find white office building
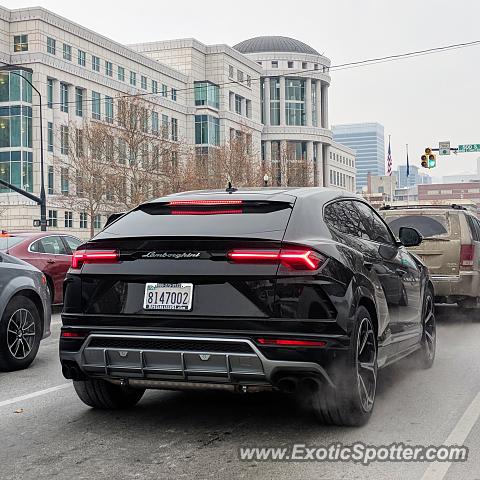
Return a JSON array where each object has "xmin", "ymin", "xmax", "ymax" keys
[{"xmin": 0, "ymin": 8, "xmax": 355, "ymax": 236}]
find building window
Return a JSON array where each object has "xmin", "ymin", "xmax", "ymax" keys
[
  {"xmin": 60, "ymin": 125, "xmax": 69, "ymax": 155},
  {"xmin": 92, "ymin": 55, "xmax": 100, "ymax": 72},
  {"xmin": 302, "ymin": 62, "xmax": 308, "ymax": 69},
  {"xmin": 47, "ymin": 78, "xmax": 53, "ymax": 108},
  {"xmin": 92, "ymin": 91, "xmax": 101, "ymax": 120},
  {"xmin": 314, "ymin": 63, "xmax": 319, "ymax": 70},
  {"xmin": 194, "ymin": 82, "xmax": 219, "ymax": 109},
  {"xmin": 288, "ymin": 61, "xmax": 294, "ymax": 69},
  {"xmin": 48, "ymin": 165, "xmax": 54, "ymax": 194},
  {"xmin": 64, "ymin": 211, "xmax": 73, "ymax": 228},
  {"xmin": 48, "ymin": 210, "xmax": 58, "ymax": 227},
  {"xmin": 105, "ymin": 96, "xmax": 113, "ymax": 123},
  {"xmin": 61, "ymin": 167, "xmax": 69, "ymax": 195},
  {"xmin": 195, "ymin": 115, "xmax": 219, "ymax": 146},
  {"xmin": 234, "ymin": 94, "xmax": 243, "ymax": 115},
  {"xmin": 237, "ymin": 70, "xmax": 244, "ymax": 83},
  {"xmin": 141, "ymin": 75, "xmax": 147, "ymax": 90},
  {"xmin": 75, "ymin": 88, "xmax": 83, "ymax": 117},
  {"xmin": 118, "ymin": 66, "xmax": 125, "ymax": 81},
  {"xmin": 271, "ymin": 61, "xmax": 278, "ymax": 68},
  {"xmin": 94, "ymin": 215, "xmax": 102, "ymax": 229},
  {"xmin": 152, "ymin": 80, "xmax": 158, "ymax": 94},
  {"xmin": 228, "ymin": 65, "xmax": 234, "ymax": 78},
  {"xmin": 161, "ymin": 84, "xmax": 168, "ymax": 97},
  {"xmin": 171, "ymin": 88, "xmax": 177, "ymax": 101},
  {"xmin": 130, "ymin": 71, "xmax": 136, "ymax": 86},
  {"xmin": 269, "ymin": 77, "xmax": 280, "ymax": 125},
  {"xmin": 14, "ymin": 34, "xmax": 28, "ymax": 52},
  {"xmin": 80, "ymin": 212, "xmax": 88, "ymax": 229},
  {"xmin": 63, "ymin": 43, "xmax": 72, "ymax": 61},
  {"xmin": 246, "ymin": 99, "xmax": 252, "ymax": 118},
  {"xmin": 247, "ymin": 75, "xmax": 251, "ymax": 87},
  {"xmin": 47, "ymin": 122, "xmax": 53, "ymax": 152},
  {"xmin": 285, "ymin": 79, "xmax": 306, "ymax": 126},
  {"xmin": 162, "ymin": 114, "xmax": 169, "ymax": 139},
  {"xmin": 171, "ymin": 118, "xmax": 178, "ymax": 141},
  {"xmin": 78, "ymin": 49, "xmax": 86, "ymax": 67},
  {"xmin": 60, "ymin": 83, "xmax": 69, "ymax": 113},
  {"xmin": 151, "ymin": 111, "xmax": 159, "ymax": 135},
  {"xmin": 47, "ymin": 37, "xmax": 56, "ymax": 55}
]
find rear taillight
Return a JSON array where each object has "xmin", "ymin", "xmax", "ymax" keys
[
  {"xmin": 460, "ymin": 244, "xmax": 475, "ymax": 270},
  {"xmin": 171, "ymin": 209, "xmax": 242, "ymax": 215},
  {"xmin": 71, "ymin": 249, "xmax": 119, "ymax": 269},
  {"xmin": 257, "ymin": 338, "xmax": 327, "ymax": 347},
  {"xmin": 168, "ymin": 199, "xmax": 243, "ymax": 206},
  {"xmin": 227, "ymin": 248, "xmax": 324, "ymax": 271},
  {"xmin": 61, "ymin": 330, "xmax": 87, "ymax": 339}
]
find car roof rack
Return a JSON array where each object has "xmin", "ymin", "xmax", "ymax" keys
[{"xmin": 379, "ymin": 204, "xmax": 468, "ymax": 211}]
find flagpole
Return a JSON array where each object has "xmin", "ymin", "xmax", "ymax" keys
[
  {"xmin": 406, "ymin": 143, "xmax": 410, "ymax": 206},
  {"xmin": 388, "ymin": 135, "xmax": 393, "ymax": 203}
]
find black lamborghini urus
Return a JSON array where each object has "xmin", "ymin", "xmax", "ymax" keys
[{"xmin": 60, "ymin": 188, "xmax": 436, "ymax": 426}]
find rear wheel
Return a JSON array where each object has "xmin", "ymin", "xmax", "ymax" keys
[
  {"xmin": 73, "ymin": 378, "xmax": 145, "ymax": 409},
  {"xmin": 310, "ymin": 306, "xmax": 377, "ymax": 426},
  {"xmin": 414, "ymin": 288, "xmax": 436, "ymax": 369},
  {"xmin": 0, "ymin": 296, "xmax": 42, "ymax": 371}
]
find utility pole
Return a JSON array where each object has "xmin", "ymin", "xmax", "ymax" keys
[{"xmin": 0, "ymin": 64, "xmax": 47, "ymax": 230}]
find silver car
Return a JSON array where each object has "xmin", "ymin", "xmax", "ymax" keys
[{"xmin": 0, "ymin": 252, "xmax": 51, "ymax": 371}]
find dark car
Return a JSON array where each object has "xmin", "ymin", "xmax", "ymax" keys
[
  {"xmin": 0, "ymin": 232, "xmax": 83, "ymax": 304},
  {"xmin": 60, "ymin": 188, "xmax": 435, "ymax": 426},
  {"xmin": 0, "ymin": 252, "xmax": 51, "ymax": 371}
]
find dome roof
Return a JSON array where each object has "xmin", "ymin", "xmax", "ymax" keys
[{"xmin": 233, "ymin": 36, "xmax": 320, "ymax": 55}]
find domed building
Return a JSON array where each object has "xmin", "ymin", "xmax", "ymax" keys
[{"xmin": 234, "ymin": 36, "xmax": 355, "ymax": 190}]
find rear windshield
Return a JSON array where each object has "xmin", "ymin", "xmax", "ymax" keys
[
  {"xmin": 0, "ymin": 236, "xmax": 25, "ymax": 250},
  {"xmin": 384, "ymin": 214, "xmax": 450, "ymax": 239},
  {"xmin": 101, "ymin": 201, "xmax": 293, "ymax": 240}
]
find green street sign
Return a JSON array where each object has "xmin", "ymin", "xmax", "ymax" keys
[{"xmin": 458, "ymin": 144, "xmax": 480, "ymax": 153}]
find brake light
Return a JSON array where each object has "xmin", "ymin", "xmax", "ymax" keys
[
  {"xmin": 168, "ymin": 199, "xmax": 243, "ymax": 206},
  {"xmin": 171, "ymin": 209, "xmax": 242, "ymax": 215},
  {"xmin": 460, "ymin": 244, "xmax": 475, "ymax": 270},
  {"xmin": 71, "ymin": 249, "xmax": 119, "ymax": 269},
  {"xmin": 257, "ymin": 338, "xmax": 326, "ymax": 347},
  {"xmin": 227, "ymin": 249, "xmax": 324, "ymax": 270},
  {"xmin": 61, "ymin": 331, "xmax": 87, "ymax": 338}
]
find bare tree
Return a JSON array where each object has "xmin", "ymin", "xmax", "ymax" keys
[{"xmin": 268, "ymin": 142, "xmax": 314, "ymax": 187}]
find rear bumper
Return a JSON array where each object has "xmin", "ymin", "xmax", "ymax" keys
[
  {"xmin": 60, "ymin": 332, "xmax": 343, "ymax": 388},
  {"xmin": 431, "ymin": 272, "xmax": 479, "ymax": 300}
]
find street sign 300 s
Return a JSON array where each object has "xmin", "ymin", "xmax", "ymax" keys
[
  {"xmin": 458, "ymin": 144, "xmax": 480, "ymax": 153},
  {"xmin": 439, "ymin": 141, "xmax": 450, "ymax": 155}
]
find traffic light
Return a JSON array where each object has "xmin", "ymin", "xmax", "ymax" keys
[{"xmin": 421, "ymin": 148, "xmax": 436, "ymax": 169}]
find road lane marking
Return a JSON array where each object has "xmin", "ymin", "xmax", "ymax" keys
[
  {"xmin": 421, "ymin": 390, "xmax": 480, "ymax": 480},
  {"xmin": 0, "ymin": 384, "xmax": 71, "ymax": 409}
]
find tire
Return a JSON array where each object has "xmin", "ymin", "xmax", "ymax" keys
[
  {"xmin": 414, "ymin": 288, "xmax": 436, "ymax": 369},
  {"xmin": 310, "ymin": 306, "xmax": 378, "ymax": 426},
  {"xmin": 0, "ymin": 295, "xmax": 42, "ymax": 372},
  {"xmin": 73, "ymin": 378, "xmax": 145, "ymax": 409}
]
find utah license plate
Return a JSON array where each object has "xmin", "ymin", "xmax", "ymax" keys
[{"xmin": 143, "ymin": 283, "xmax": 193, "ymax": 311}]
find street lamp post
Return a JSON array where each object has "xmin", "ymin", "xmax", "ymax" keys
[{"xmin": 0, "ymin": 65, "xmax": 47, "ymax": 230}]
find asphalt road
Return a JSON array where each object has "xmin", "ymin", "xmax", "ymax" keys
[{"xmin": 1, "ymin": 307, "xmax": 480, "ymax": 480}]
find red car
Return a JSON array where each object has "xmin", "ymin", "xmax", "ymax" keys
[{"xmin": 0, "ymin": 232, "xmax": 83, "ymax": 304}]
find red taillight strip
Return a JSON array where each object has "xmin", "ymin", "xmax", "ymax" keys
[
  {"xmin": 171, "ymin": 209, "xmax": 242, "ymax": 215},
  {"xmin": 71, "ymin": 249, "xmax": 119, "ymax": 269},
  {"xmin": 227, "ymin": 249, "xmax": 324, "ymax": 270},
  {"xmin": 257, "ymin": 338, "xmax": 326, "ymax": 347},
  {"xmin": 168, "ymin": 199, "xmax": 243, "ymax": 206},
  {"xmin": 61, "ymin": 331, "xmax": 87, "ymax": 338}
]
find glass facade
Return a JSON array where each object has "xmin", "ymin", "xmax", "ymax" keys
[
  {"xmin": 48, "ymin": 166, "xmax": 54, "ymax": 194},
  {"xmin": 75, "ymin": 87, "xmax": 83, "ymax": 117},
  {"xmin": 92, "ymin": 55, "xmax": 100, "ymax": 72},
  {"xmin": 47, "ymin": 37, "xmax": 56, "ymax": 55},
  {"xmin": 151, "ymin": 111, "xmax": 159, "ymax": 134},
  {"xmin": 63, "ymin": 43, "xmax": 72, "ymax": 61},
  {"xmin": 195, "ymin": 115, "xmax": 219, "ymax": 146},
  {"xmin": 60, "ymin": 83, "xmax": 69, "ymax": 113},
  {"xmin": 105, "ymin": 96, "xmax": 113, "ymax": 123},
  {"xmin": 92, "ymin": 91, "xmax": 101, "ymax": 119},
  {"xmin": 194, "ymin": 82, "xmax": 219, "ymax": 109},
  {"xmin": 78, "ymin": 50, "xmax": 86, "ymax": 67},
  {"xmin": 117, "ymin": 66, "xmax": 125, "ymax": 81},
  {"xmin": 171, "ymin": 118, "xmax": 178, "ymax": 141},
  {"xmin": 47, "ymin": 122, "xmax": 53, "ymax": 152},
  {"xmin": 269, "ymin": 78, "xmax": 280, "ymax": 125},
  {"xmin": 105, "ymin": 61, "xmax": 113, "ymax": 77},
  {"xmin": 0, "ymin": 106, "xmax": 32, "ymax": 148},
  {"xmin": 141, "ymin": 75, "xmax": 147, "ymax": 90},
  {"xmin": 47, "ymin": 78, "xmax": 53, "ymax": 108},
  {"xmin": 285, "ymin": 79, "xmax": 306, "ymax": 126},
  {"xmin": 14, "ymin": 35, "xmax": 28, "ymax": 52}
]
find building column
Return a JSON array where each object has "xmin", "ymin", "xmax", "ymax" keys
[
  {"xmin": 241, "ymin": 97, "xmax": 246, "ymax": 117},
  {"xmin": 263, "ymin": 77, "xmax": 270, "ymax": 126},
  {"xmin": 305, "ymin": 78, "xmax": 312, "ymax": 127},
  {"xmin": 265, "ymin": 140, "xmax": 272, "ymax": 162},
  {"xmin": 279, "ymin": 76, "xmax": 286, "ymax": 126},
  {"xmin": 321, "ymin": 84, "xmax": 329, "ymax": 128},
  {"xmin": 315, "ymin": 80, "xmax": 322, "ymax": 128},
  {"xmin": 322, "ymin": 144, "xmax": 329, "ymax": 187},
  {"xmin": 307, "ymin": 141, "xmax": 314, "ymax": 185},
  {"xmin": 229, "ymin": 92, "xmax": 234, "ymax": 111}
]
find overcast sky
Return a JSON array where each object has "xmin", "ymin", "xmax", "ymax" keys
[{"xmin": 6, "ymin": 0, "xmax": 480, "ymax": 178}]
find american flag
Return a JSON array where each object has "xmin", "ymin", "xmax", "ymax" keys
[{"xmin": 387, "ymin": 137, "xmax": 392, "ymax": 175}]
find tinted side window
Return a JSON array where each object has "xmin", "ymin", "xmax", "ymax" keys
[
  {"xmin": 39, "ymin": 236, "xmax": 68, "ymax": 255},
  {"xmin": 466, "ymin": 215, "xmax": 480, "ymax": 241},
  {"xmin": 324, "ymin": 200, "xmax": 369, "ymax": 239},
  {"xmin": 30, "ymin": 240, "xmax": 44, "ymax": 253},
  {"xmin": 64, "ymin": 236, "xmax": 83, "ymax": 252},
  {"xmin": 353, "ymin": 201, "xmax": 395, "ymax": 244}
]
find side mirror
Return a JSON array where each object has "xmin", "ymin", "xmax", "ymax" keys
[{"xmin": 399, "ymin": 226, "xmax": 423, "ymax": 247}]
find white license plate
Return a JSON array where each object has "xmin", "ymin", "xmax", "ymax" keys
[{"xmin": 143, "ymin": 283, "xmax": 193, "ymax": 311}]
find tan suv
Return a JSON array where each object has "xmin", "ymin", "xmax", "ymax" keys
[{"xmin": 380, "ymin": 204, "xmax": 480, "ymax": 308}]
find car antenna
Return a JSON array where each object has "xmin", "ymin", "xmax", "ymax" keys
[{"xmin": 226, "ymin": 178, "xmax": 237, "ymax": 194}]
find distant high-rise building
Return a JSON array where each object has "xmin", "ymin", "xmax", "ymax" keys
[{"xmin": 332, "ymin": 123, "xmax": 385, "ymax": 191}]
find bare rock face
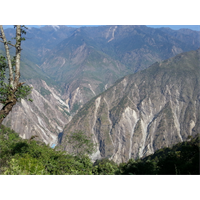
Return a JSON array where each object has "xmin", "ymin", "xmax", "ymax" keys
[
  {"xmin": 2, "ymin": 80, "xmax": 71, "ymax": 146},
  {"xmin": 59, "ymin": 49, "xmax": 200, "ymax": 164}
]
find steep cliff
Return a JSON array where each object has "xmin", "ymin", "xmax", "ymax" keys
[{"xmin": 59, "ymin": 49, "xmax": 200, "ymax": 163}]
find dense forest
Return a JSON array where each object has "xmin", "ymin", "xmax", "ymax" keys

_Instructions for the task_:
Would you copy, unchanged, the stretch of the records above that begins at the line containing "find side mirror" and ends at the line containing "find tan suv", and only that?

_Answer to the problem_:
find side mirror
Return a JSON array where each object has "xmin", "ymin", "xmax", "ymax" keys
[{"xmin": 399, "ymin": 226, "xmax": 423, "ymax": 247}]
find white license plate
Return a JSON array where each object has "xmin", "ymin", "xmax", "ymax" keys
[{"xmin": 143, "ymin": 283, "xmax": 193, "ymax": 311}]
find tan suv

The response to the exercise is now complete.